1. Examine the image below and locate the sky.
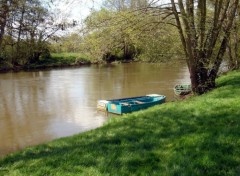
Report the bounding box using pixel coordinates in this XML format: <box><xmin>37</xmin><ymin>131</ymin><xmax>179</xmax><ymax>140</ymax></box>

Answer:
<box><xmin>56</xmin><ymin>0</ymin><xmax>103</xmax><ymax>21</ymax></box>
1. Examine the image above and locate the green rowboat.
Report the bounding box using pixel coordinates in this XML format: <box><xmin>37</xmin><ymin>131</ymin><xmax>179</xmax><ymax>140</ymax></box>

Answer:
<box><xmin>97</xmin><ymin>94</ymin><xmax>166</xmax><ymax>114</ymax></box>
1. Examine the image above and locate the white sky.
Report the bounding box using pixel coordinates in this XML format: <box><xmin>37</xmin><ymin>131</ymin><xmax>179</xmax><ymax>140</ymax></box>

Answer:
<box><xmin>56</xmin><ymin>0</ymin><xmax>103</xmax><ymax>21</ymax></box>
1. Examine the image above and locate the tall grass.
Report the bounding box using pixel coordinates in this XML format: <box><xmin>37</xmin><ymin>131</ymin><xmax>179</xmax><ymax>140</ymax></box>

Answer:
<box><xmin>0</xmin><ymin>72</ymin><xmax>240</xmax><ymax>176</ymax></box>
<box><xmin>26</xmin><ymin>53</ymin><xmax>92</xmax><ymax>69</ymax></box>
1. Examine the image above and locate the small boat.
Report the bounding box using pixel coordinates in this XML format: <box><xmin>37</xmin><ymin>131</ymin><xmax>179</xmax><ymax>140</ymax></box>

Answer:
<box><xmin>174</xmin><ymin>84</ymin><xmax>192</xmax><ymax>96</ymax></box>
<box><xmin>97</xmin><ymin>94</ymin><xmax>166</xmax><ymax>114</ymax></box>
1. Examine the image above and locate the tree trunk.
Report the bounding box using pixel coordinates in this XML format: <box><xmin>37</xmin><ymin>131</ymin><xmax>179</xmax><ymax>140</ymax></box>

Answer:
<box><xmin>0</xmin><ymin>0</ymin><xmax>9</xmax><ymax>53</ymax></box>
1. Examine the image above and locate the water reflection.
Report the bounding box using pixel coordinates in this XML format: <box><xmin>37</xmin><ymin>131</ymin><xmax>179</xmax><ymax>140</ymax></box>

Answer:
<box><xmin>0</xmin><ymin>63</ymin><xmax>189</xmax><ymax>156</ymax></box>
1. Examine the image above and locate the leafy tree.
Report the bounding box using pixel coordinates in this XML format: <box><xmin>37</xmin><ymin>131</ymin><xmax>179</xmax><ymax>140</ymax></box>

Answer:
<box><xmin>166</xmin><ymin>0</ymin><xmax>239</xmax><ymax>94</ymax></box>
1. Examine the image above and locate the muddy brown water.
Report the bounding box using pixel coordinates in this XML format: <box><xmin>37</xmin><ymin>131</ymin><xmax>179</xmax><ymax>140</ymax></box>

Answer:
<box><xmin>0</xmin><ymin>63</ymin><xmax>190</xmax><ymax>157</ymax></box>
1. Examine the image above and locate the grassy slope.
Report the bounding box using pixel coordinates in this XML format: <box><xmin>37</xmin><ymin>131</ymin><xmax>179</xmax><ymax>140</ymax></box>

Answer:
<box><xmin>0</xmin><ymin>72</ymin><xmax>240</xmax><ymax>176</ymax></box>
<box><xmin>26</xmin><ymin>53</ymin><xmax>91</xmax><ymax>69</ymax></box>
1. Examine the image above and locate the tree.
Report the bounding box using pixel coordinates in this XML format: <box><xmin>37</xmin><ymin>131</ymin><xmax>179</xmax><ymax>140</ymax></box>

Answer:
<box><xmin>167</xmin><ymin>0</ymin><xmax>239</xmax><ymax>94</ymax></box>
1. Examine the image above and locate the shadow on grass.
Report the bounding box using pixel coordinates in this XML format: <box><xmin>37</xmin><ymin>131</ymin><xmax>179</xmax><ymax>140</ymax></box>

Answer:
<box><xmin>0</xmin><ymin>71</ymin><xmax>240</xmax><ymax>176</ymax></box>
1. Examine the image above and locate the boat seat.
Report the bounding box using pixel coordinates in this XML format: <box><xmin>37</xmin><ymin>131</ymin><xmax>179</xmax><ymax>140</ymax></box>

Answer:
<box><xmin>120</xmin><ymin>103</ymin><xmax>129</xmax><ymax>106</ymax></box>
<box><xmin>135</xmin><ymin>101</ymin><xmax>143</xmax><ymax>104</ymax></box>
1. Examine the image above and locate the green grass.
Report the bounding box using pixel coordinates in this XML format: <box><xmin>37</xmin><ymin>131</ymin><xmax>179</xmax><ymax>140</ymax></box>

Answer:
<box><xmin>26</xmin><ymin>53</ymin><xmax>91</xmax><ymax>69</ymax></box>
<box><xmin>0</xmin><ymin>71</ymin><xmax>240</xmax><ymax>176</ymax></box>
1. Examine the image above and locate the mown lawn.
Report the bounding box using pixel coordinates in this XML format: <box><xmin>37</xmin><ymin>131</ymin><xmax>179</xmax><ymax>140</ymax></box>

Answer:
<box><xmin>0</xmin><ymin>72</ymin><xmax>240</xmax><ymax>176</ymax></box>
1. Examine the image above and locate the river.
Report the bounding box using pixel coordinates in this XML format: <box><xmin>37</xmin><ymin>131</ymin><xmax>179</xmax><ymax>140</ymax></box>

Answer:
<box><xmin>0</xmin><ymin>63</ymin><xmax>190</xmax><ymax>157</ymax></box>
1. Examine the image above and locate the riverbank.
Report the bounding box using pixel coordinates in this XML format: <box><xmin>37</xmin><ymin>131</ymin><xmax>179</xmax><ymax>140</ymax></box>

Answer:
<box><xmin>0</xmin><ymin>53</ymin><xmax>94</xmax><ymax>72</ymax></box>
<box><xmin>0</xmin><ymin>71</ymin><xmax>240</xmax><ymax>176</ymax></box>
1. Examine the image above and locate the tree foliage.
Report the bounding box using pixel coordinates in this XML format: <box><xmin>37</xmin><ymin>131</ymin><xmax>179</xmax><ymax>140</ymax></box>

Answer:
<box><xmin>0</xmin><ymin>0</ymin><xmax>65</xmax><ymax>67</ymax></box>
<box><xmin>165</xmin><ymin>0</ymin><xmax>239</xmax><ymax>94</ymax></box>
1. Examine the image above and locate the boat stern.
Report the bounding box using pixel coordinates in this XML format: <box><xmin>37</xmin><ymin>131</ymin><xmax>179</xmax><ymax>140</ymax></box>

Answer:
<box><xmin>97</xmin><ymin>100</ymin><xmax>109</xmax><ymax>111</ymax></box>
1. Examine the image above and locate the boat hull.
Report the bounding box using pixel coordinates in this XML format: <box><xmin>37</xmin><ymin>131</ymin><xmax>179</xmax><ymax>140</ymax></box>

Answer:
<box><xmin>107</xmin><ymin>94</ymin><xmax>166</xmax><ymax>114</ymax></box>
<box><xmin>174</xmin><ymin>84</ymin><xmax>192</xmax><ymax>96</ymax></box>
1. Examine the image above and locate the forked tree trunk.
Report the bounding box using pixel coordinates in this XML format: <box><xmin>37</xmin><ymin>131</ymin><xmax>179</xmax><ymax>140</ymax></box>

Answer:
<box><xmin>171</xmin><ymin>0</ymin><xmax>239</xmax><ymax>94</ymax></box>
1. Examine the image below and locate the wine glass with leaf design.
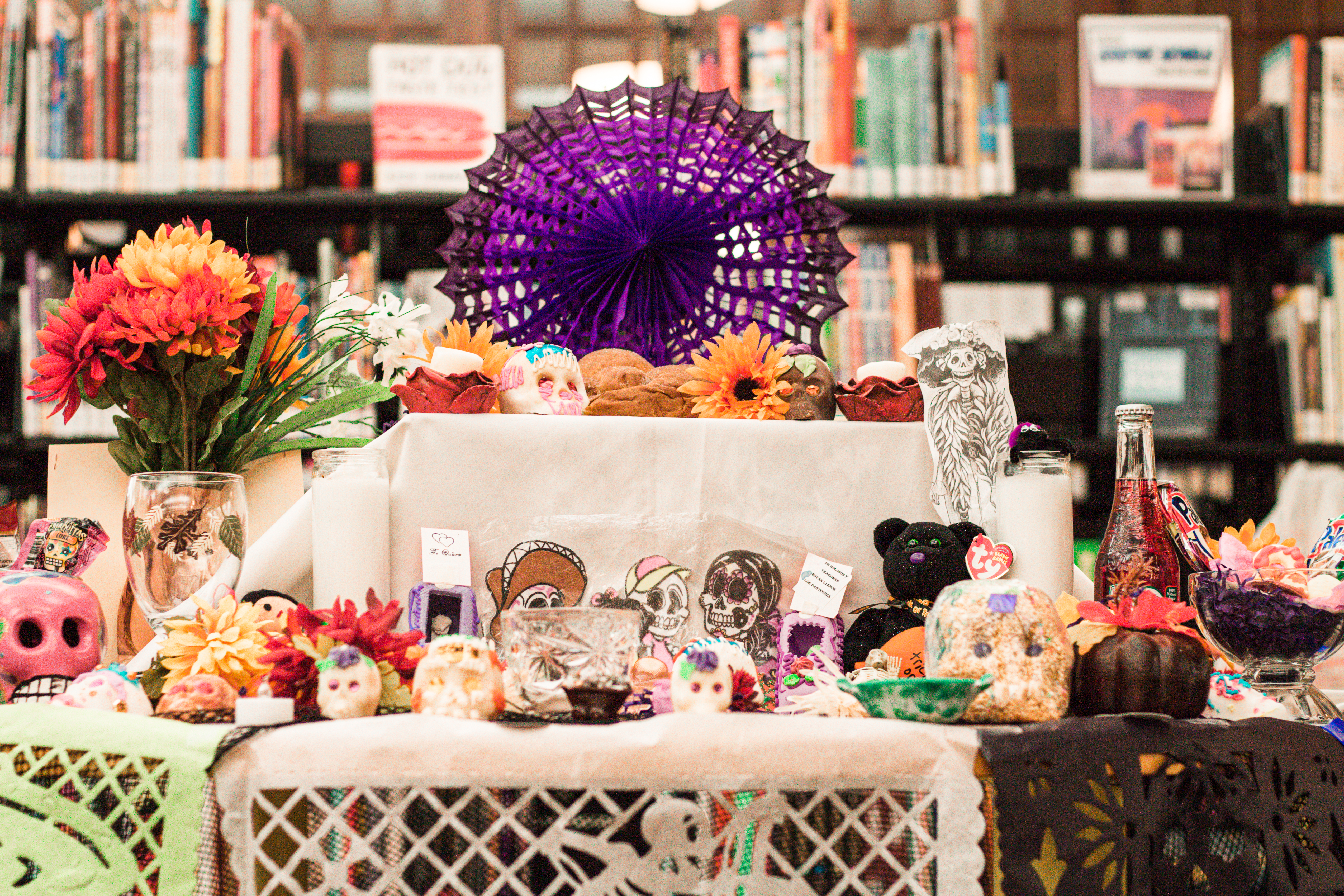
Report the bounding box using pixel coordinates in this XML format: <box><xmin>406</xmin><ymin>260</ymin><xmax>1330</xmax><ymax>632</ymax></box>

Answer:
<box><xmin>121</xmin><ymin>473</ymin><xmax>247</xmax><ymax>633</ymax></box>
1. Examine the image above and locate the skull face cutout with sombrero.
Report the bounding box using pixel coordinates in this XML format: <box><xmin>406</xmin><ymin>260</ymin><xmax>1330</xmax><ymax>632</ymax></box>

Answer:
<box><xmin>485</xmin><ymin>541</ymin><xmax>587</xmax><ymax>643</ymax></box>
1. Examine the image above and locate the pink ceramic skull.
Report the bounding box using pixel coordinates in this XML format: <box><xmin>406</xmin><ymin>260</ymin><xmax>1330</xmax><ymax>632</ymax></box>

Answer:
<box><xmin>157</xmin><ymin>673</ymin><xmax>238</xmax><ymax>713</ymax></box>
<box><xmin>0</xmin><ymin>570</ymin><xmax>106</xmax><ymax>701</ymax></box>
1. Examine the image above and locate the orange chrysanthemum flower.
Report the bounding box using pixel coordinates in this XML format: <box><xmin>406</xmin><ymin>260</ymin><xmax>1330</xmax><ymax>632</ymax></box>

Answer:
<box><xmin>159</xmin><ymin>595</ymin><xmax>277</xmax><ymax>690</ymax></box>
<box><xmin>681</xmin><ymin>324</ymin><xmax>793</xmax><ymax>420</ymax></box>
<box><xmin>110</xmin><ymin>218</ymin><xmax>259</xmax><ymax>356</ymax></box>
<box><xmin>117</xmin><ymin>218</ymin><xmax>261</xmax><ymax>306</ymax></box>
<box><xmin>110</xmin><ymin>265</ymin><xmax>251</xmax><ymax>356</ymax></box>
<box><xmin>419</xmin><ymin>321</ymin><xmax>514</xmax><ymax>376</ymax></box>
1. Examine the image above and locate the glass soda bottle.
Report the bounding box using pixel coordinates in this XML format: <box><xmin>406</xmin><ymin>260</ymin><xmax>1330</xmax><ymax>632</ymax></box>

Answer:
<box><xmin>1093</xmin><ymin>404</ymin><xmax>1180</xmax><ymax>602</ymax></box>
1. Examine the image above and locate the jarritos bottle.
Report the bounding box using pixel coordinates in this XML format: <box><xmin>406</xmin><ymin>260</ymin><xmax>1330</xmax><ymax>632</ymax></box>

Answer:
<box><xmin>1093</xmin><ymin>404</ymin><xmax>1180</xmax><ymax>602</ymax></box>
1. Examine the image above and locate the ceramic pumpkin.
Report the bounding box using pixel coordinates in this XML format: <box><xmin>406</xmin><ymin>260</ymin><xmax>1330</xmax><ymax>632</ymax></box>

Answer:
<box><xmin>1070</xmin><ymin>629</ymin><xmax>1214</xmax><ymax>719</ymax></box>
<box><xmin>925</xmin><ymin>579</ymin><xmax>1072</xmax><ymax>721</ymax></box>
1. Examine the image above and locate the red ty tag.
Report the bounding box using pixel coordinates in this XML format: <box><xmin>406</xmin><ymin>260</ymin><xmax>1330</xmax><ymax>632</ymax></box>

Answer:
<box><xmin>966</xmin><ymin>535</ymin><xmax>1012</xmax><ymax>579</ymax></box>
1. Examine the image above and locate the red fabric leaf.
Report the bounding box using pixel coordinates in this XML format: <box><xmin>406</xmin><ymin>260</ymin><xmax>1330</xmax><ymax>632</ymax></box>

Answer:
<box><xmin>1078</xmin><ymin>600</ymin><xmax>1129</xmax><ymax>629</ymax></box>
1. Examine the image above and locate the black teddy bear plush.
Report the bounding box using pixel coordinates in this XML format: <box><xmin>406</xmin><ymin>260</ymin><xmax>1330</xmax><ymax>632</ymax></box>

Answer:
<box><xmin>844</xmin><ymin>517</ymin><xmax>985</xmax><ymax>672</ymax></box>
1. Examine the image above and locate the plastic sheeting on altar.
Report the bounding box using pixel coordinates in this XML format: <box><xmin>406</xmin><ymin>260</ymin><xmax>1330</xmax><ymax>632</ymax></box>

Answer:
<box><xmin>238</xmin><ymin>414</ymin><xmax>935</xmax><ymax>626</ymax></box>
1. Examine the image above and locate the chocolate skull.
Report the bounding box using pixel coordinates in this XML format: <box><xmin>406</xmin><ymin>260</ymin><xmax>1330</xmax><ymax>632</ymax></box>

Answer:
<box><xmin>411</xmin><ymin>634</ymin><xmax>504</xmax><ymax>720</ymax></box>
<box><xmin>500</xmin><ymin>343</ymin><xmax>587</xmax><ymax>415</ymax></box>
<box><xmin>0</xmin><ymin>570</ymin><xmax>106</xmax><ymax>700</ymax></box>
<box><xmin>780</xmin><ymin>345</ymin><xmax>836</xmax><ymax>420</ymax></box>
<box><xmin>925</xmin><ymin>579</ymin><xmax>1074</xmax><ymax>721</ymax></box>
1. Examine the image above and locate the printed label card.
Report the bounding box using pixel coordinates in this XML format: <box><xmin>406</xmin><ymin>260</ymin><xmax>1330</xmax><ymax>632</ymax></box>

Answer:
<box><xmin>789</xmin><ymin>553</ymin><xmax>853</xmax><ymax>619</ymax></box>
<box><xmin>421</xmin><ymin>527</ymin><xmax>472</xmax><ymax>586</ymax></box>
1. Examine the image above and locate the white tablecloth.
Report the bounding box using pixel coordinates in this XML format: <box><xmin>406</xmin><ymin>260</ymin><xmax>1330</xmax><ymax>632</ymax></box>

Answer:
<box><xmin>214</xmin><ymin>713</ymin><xmax>985</xmax><ymax>896</ymax></box>
<box><xmin>238</xmin><ymin>414</ymin><xmax>937</xmax><ymax>610</ymax></box>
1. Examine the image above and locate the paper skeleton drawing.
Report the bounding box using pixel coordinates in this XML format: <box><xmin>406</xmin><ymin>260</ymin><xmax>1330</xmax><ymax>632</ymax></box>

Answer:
<box><xmin>902</xmin><ymin>321</ymin><xmax>1017</xmax><ymax>527</ymax></box>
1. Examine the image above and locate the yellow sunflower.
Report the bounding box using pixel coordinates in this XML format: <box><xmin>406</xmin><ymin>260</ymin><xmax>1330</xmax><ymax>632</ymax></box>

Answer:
<box><xmin>681</xmin><ymin>324</ymin><xmax>793</xmax><ymax>420</ymax></box>
<box><xmin>159</xmin><ymin>595</ymin><xmax>270</xmax><ymax>690</ymax></box>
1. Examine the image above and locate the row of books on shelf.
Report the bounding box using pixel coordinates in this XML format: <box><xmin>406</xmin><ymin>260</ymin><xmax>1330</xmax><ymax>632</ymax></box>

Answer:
<box><xmin>687</xmin><ymin>0</ymin><xmax>1016</xmax><ymax>197</ymax></box>
<box><xmin>17</xmin><ymin>239</ymin><xmax>452</xmax><ymax>438</ymax></box>
<box><xmin>1259</xmin><ymin>34</ymin><xmax>1344</xmax><ymax>204</ymax></box>
<box><xmin>8</xmin><ymin>0</ymin><xmax>304</xmax><ymax>192</ymax></box>
<box><xmin>1267</xmin><ymin>234</ymin><xmax>1344</xmax><ymax>445</ymax></box>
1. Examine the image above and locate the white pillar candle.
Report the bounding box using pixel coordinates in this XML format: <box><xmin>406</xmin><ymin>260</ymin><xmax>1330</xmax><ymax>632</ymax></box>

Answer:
<box><xmin>995</xmin><ymin>461</ymin><xmax>1074</xmax><ymax>600</ymax></box>
<box><xmin>312</xmin><ymin>449</ymin><xmax>391</xmax><ymax>613</ymax></box>
<box><xmin>853</xmin><ymin>361</ymin><xmax>906</xmax><ymax>383</ymax></box>
<box><xmin>429</xmin><ymin>345</ymin><xmax>485</xmax><ymax>376</ymax></box>
<box><xmin>234</xmin><ymin>681</ymin><xmax>294</xmax><ymax>726</ymax></box>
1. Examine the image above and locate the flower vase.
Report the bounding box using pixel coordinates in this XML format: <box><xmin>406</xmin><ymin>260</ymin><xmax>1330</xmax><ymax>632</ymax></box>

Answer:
<box><xmin>121</xmin><ymin>473</ymin><xmax>247</xmax><ymax>634</ymax></box>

────

Set exercise
Reproduce verbatim the lines starting at the line containing "1. Examine the image above and locate the white pillar" and ending at the last line of the items.

Result for this exercise
1. Examine the image above and locate the white pillar candle.
Report the bounding box using pixel coordinates in this XML format: <box><xmin>406</xmin><ymin>260</ymin><xmax>1330</xmax><ymax>632</ymax></box>

Answer:
<box><xmin>995</xmin><ymin>461</ymin><xmax>1074</xmax><ymax>600</ymax></box>
<box><xmin>312</xmin><ymin>449</ymin><xmax>391</xmax><ymax>613</ymax></box>
<box><xmin>853</xmin><ymin>361</ymin><xmax>906</xmax><ymax>383</ymax></box>
<box><xmin>429</xmin><ymin>345</ymin><xmax>485</xmax><ymax>376</ymax></box>
<box><xmin>234</xmin><ymin>681</ymin><xmax>294</xmax><ymax>726</ymax></box>
1. Examine the image above and locate the flower vase.
Report the bounding box using pixel coordinates in this XML format: <box><xmin>406</xmin><ymin>260</ymin><xmax>1330</xmax><ymax>632</ymax></box>

Answer:
<box><xmin>121</xmin><ymin>473</ymin><xmax>247</xmax><ymax>634</ymax></box>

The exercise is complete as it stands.